• **Exercise task**:
Give back the line where "TARGET = melted cheese slice" appears and all the lines after it until the listing ends, unchanged and with nothing else.

·····

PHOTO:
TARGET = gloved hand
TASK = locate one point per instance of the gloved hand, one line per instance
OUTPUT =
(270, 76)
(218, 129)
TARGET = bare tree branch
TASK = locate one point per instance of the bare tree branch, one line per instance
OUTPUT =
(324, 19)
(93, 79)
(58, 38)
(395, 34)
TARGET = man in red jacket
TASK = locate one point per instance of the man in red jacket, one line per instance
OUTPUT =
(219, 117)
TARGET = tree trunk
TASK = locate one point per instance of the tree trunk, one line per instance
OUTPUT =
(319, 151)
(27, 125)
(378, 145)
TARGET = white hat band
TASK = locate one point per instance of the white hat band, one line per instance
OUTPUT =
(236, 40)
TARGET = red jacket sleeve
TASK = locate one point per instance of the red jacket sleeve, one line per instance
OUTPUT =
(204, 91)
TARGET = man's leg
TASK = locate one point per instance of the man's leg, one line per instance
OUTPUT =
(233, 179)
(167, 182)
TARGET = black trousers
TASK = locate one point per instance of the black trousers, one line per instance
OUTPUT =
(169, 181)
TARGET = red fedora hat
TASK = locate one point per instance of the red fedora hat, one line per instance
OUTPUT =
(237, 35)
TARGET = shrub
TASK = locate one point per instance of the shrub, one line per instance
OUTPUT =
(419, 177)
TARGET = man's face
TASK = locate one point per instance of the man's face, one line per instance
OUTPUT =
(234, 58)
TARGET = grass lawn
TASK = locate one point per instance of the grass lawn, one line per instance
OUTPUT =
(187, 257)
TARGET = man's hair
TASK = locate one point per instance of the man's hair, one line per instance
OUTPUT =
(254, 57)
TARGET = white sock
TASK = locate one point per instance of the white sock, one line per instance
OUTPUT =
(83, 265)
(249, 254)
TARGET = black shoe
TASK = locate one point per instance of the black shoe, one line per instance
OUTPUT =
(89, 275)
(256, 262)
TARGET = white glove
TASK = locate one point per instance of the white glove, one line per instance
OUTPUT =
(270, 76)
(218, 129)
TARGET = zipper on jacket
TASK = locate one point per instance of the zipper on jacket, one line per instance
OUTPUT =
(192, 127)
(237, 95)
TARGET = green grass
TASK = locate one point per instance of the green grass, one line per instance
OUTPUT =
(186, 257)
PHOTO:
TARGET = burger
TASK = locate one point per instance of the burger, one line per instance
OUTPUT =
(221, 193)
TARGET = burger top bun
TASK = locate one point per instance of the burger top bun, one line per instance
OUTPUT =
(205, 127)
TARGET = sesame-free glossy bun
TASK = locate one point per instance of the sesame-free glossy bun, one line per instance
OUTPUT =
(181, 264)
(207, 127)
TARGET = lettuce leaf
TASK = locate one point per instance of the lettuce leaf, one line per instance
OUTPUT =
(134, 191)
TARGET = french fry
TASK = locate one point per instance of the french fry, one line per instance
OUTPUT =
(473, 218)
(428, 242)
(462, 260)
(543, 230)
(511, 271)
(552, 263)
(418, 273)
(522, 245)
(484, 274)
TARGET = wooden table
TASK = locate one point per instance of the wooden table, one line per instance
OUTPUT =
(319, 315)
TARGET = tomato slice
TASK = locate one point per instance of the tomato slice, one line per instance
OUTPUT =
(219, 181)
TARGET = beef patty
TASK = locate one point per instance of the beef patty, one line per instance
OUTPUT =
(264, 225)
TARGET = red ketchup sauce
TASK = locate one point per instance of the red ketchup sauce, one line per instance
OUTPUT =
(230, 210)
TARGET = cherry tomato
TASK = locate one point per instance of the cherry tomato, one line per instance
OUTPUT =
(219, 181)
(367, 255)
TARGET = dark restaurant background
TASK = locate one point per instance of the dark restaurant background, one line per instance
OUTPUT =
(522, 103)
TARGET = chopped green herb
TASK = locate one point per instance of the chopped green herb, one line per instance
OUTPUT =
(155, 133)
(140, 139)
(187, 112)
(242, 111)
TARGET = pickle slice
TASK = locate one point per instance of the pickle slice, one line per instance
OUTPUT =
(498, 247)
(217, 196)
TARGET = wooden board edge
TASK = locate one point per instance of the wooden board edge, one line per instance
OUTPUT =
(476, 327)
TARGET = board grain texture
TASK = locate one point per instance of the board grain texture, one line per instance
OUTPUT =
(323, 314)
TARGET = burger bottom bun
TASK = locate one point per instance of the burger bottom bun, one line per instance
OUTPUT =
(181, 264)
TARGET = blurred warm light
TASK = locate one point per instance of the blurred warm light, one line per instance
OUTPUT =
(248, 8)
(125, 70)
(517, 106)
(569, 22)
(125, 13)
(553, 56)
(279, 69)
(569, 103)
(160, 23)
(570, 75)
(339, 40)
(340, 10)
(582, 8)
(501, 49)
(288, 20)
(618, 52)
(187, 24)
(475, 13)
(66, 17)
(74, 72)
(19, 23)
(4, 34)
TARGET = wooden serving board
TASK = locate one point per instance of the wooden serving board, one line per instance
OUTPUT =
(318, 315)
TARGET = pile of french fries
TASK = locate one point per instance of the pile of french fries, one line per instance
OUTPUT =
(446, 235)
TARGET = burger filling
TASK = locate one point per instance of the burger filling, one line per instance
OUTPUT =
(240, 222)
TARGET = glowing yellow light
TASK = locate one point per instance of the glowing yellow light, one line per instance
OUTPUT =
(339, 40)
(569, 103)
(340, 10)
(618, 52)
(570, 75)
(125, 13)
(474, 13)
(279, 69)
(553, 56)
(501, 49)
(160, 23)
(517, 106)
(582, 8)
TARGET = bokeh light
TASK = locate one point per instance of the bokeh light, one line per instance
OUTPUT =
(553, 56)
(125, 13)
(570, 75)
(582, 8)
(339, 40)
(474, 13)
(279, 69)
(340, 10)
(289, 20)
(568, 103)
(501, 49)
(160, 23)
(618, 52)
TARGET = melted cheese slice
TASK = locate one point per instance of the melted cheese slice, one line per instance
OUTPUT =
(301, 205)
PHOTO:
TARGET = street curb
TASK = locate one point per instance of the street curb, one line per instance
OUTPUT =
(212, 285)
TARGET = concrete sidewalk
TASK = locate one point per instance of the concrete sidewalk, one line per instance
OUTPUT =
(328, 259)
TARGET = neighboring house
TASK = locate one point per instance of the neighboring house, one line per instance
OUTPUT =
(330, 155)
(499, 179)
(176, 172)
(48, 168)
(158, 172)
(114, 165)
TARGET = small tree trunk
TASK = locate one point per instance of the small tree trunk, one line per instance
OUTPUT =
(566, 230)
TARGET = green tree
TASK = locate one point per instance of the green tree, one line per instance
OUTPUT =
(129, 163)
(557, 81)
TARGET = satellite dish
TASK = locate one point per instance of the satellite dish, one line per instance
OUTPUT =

·····

• **Task answer**:
TARGET = melted cheese slice
TASK = locate one point per instance of the melted cheese slice, one line per instance
OUTPUT =
(301, 205)
PHOTO:
TARGET = street curb
TASK = locate one point per instance of the street curb, one line per instance
OUTPUT =
(212, 285)
TARGET = concrete sidewalk
TASK = locate one point per instance of the concrete sidewalk, one line per instance
OUTPUT =
(328, 259)
TARGET = neighboring house
TASK = locate one point per instance of the neighboring house, one line per instance
OUTPUT =
(330, 155)
(499, 179)
(176, 172)
(48, 168)
(158, 172)
(114, 165)
TARGET = small tree trunk
TASK = locate one point per instance of the small tree trunk, one line per instance
OUTPUT =
(566, 230)
TARGET = green tree
TASK = locate one point per instance of the green tree, one line per instance
OUTPUT =
(129, 163)
(557, 81)
TARGET = satellite dish
TASK = locate one point per instance of the satellite dish, one line per instance
OUTPUT =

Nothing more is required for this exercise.